• [CHECK YOUR UNDERSTANDING]:
1) Decide whether each statement agrees with the passage on brain repair, answering yes or no and quoting the words of the passage that settle it. (a) The organoids were integrated into the brains of adult rats. (b) The brain's regenerative capabilities are enough to restore function when large parts of it are lost. (c) Chen's team targeted the rat's auditory cortex.
2) List every faculty that the passage on brain repair says the brain is the seat of.
3) From the passage on brain repair, reproduce the text from "Neurosurgeon Han-Chiao Isaac" to "edges and objects.".

• [SOURCE PASSAGE]:

Image courtesy of Pixabay.
The brain is, arguably, the most important organ in the body. It is the seat of consciousness, emotion, language, and intelligent action: it is what makes us human. This makes damage to the brain all the more terrible. While the brain can repair minor damage by making more neurons or regrowing axons (the ‘cables’ that carry signals between neurons), its regenerative capabilities are too limited to restore proper function when large swaths of it are lost. Injuries like strokes or traumatic brain injuries could have lifelong consequences for cognitive function. Consequently, much neuroscientific research aims to develop strategies to repair large-scale brain damage.
Neurosurgeon Han-Chiao Isaac Chen and his team at the University of Pennsylvania have found a promising lead. They have demonstrated that clumps of stem cell-derived tissue, called organoids, can successfully integrate into the damaged brains of adult rats. These organoids are created by applying an understanding of developmental biology to cause stem cells to develop in a structured manner, often mimicking an organ or part of an organ. Chen’s target was the rat’s visual cortex: the part of the brain that takes in visual input and abstracts it into edges and objects.

• [EXCERPTED RECORDS]:
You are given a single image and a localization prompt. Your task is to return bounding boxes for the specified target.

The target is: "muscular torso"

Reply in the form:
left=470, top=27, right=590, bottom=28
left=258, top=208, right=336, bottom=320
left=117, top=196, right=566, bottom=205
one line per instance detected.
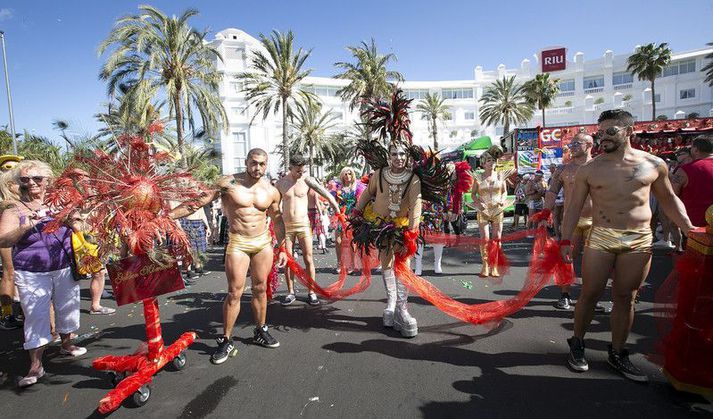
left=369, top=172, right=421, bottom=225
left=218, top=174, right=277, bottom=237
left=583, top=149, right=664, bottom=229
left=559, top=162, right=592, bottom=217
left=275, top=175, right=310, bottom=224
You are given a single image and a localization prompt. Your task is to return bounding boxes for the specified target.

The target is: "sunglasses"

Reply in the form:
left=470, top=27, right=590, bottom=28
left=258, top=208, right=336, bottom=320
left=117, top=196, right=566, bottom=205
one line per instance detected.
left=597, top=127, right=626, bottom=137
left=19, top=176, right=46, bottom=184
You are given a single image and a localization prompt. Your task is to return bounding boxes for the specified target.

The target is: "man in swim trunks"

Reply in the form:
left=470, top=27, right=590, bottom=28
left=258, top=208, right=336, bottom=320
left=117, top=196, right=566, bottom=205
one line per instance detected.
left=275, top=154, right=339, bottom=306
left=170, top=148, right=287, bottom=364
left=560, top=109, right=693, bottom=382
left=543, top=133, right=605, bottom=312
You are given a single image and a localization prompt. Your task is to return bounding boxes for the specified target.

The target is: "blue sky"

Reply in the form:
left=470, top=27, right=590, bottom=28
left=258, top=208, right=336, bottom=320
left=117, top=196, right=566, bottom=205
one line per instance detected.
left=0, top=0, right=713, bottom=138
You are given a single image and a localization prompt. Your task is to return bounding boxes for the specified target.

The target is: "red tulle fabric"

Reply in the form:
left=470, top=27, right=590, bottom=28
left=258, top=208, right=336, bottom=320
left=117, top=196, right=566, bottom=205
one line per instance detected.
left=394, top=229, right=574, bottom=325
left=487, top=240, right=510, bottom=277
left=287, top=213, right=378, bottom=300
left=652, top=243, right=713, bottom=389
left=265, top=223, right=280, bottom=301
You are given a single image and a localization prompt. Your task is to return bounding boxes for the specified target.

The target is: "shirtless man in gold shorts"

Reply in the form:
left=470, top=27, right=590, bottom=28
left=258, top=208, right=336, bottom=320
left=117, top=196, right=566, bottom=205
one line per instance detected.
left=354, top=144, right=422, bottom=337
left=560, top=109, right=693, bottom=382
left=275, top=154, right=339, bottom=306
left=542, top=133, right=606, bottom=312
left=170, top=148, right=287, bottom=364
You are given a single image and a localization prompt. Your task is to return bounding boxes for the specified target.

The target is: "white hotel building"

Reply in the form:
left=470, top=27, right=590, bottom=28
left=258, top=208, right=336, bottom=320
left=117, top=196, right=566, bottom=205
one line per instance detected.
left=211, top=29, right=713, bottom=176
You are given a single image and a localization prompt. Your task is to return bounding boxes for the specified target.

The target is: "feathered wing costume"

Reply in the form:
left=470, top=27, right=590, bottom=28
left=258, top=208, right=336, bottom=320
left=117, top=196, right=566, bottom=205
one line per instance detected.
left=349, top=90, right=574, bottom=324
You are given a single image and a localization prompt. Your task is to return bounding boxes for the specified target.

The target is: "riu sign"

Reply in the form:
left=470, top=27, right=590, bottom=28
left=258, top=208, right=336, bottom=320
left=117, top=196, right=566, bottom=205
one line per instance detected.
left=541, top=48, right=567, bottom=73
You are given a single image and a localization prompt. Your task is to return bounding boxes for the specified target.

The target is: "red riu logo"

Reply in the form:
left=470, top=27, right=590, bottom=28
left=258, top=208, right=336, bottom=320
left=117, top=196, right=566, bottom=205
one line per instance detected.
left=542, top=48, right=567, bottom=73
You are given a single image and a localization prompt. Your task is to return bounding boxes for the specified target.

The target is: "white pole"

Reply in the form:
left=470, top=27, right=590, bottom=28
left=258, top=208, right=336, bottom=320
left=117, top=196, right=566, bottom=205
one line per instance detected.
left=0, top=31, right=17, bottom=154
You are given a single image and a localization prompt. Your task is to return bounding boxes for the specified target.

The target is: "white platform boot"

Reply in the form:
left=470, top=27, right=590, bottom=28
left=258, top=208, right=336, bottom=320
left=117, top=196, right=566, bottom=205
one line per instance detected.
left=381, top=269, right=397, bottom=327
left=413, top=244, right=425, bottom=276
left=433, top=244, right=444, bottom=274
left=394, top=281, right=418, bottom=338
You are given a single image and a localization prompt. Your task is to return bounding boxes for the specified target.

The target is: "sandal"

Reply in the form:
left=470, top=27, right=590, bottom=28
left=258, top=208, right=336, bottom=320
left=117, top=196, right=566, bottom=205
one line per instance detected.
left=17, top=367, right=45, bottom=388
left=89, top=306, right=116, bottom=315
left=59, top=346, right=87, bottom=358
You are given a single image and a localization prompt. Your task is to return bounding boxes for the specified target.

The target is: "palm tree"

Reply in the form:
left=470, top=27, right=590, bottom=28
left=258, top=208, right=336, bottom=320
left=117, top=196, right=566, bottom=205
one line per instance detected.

• [SOLUTIONS TO EACH TASK]:
1)
(a) Yes: "can successfully integrate into the damaged brains of adult rats"
(b) No: "its regenerative capabilities are too limited to restore proper function when large swaths of it are lost"
(c) No: "Chen’s target was the rat’s visual cortex"

2) consciousness, emotion, language, intelligent action

3)
Neurosurgeon Han-Chiao Isaac Chen and his team at the University of Pennsylvania have found a promising lead. They have demonstrated that clumps of stem cell-derived tissue, called organoids, can successfully integrate into the damaged brains of adult rats. These organoids are created by applying an understanding of developmental biology to cause stem cells to develop in a structured manner, often mimicking an organ or part of an organ. Chen’s target was the rat’s visual cortex: the part of the brain that takes in visual input and abstracts it into edges and objects.